* Challenge *
Write out every record in full, exactly as written, please.

— Start Record extracts —

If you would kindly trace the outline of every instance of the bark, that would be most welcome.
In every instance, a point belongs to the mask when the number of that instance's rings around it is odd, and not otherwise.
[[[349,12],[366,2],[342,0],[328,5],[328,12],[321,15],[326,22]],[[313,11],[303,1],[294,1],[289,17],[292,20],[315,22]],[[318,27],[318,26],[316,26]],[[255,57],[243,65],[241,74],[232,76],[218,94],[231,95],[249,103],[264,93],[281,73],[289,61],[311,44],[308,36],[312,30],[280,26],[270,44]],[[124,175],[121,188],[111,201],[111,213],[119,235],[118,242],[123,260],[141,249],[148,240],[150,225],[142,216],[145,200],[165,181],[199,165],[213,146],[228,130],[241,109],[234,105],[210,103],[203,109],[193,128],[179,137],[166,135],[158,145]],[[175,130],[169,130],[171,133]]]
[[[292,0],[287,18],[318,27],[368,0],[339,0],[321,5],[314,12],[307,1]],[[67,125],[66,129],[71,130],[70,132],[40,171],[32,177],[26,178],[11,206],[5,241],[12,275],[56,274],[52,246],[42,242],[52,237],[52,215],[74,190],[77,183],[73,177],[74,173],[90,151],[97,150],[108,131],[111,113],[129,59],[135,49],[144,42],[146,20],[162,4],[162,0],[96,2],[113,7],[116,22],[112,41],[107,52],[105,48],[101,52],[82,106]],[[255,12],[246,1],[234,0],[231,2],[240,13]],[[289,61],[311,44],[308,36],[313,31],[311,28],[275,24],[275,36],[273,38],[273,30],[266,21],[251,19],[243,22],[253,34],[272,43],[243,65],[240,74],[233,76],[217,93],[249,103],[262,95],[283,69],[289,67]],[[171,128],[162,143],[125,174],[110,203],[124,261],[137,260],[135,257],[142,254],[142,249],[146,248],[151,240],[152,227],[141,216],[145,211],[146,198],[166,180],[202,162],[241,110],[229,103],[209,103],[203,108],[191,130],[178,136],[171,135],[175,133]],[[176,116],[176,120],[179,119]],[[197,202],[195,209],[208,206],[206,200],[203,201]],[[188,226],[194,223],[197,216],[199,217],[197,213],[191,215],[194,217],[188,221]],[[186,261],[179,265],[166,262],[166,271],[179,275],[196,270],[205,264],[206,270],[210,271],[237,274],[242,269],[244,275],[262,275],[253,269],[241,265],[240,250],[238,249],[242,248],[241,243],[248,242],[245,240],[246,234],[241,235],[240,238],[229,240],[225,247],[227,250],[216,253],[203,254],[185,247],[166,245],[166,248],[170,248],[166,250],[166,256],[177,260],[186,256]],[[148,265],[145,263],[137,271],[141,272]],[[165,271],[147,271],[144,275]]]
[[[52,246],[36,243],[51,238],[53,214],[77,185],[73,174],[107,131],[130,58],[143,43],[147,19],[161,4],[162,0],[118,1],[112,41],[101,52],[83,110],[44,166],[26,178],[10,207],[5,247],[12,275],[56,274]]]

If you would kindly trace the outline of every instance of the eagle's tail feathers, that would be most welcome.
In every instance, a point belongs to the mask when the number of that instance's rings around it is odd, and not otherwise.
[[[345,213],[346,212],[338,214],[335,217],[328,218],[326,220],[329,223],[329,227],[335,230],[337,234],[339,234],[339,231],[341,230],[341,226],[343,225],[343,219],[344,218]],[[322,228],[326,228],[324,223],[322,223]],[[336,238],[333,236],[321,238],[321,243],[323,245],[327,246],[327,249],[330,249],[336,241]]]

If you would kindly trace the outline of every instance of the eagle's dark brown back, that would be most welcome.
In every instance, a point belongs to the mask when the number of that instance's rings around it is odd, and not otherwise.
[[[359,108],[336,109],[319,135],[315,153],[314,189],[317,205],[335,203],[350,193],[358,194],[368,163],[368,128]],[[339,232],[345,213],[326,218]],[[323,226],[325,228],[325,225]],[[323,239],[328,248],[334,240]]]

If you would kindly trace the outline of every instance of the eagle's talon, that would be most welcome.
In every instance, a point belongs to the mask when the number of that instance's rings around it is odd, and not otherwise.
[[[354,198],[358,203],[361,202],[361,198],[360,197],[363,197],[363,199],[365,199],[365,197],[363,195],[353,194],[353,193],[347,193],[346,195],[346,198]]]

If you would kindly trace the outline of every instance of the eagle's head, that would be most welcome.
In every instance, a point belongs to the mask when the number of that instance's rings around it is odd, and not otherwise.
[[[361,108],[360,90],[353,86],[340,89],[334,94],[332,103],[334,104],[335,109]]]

— End Record extracts —

* Exercise answer *
If you would kindly trace the outline of every instance of the bark, that would be most welcome.
In every instance, a point belongs to the mask when the number of that instance's rings around it is odd, and not otherwise.
[[[349,12],[366,2],[342,0],[328,5],[328,12],[321,15],[326,22]],[[313,11],[303,1],[294,1],[289,17],[292,20],[315,22]],[[318,27],[318,26],[316,26]],[[255,57],[243,65],[241,74],[232,76],[218,94],[231,95],[249,103],[264,93],[281,73],[289,61],[311,44],[308,36],[312,30],[280,26],[270,44]],[[124,175],[121,188],[111,201],[111,213],[119,235],[118,242],[123,260],[141,249],[148,240],[150,225],[142,216],[145,200],[165,181],[199,165],[213,146],[228,130],[241,109],[234,105],[210,103],[203,109],[193,128],[179,137],[166,135],[158,145]],[[175,130],[169,130],[171,133]]]
[[[292,0],[287,18],[318,27],[368,0],[339,0],[321,5],[314,12],[307,1]],[[67,125],[66,129],[71,130],[70,132],[40,171],[32,177],[26,178],[11,206],[5,241],[12,275],[56,274],[52,246],[42,242],[52,237],[52,215],[74,190],[77,183],[73,177],[74,173],[90,151],[97,150],[108,131],[111,113],[129,59],[135,49],[144,42],[146,20],[162,4],[162,0],[96,2],[113,7],[116,22],[112,41],[107,52],[105,48],[101,52],[82,106]],[[255,12],[246,1],[234,0],[231,2],[240,13]],[[289,61],[311,44],[308,36],[313,31],[311,28],[275,24],[275,36],[273,38],[273,30],[266,21],[251,19],[243,22],[253,34],[272,43],[243,65],[240,74],[233,76],[217,93],[249,103],[262,95],[283,69],[289,67]],[[171,128],[162,143],[125,174],[110,203],[124,261],[137,260],[135,257],[142,254],[142,249],[146,248],[151,240],[152,227],[141,216],[145,211],[146,198],[166,180],[202,162],[241,110],[229,103],[209,103],[203,108],[191,130],[178,136],[171,135],[175,133]],[[176,116],[176,120],[179,119]],[[197,202],[195,209],[208,206],[206,200],[203,201]],[[188,226],[194,223],[197,216],[199,217],[197,213],[191,215],[194,217],[188,221]],[[186,261],[179,265],[166,262],[166,271],[179,275],[196,270],[205,264],[206,270],[210,271],[237,274],[242,269],[244,275],[262,275],[253,269],[241,265],[240,250],[238,249],[242,248],[241,243],[248,242],[245,240],[246,234],[241,235],[240,238],[229,240],[225,247],[227,250],[216,253],[203,254],[185,247],[166,245],[166,248],[170,248],[166,250],[166,256],[177,260],[186,256]],[[148,265],[145,263],[137,271],[141,272]],[[165,271],[147,271],[144,275]]]
[[[52,246],[36,243],[51,238],[53,214],[77,185],[73,174],[107,131],[130,58],[143,43],[147,19],[161,4],[162,0],[118,1],[112,41],[101,52],[83,110],[44,166],[26,178],[10,207],[5,247],[12,275],[56,274]]]

If you would kindly trace the outline of every instance of the eagle's tail feathers, that would be most welcome.
In every instance, a point belongs to the mask when the number of that instance's rings around it is odd, and not otherwise.
[[[345,213],[346,212],[338,214],[335,217],[328,218],[326,220],[329,223],[329,227],[335,230],[337,234],[339,234],[339,231],[341,230],[341,226],[343,225],[343,219],[344,218]],[[322,228],[326,228],[324,223],[322,223]],[[336,238],[333,236],[321,238],[321,243],[323,245],[327,246],[327,249],[330,249],[336,241]]]

If you would kindly trace the outline of every instance of the eagle's dark brown back, that would be most welcome.
In every instance, a point belongs to the mask when the number of that instance's rings around it is odd, and not otherwise.
[[[359,108],[336,109],[319,135],[315,153],[314,189],[317,205],[335,203],[350,193],[358,194],[368,163],[368,128]],[[339,232],[345,213],[326,218]],[[323,226],[325,228],[325,225]],[[323,239],[328,248],[334,240]]]

If you would kindly trace the outline of every instance of the eagle's talon, that would be most welcome.
In every instance, a point belongs to the mask when the number of that instance's rings around it is odd, and not otherwise.
[[[354,198],[358,203],[361,202],[361,198],[360,197],[363,197],[363,199],[365,199],[365,197],[363,195],[353,194],[353,193],[347,193],[346,195],[346,198]]]

If you would kindly trace the outline of every instance of the eagle's head, that would be most welcome.
In every instance, a point belongs to the mask when the number of that instance's rings around it is odd, and not otherwise.
[[[361,108],[360,90],[353,86],[340,89],[334,94],[332,103],[334,104],[335,109]]]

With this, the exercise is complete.